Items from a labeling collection
* BEGIN *

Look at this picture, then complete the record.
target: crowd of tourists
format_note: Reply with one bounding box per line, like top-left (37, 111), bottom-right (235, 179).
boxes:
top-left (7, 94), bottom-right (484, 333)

* END *

Retype the lines above character for character.

Solution to the exercise -
Look at this picture, then complete the record.
target: crowd of tourists
format_note: Reply with one bounding box per line, like top-left (37, 111), bottom-right (235, 179).
boxes:
top-left (7, 94), bottom-right (484, 333)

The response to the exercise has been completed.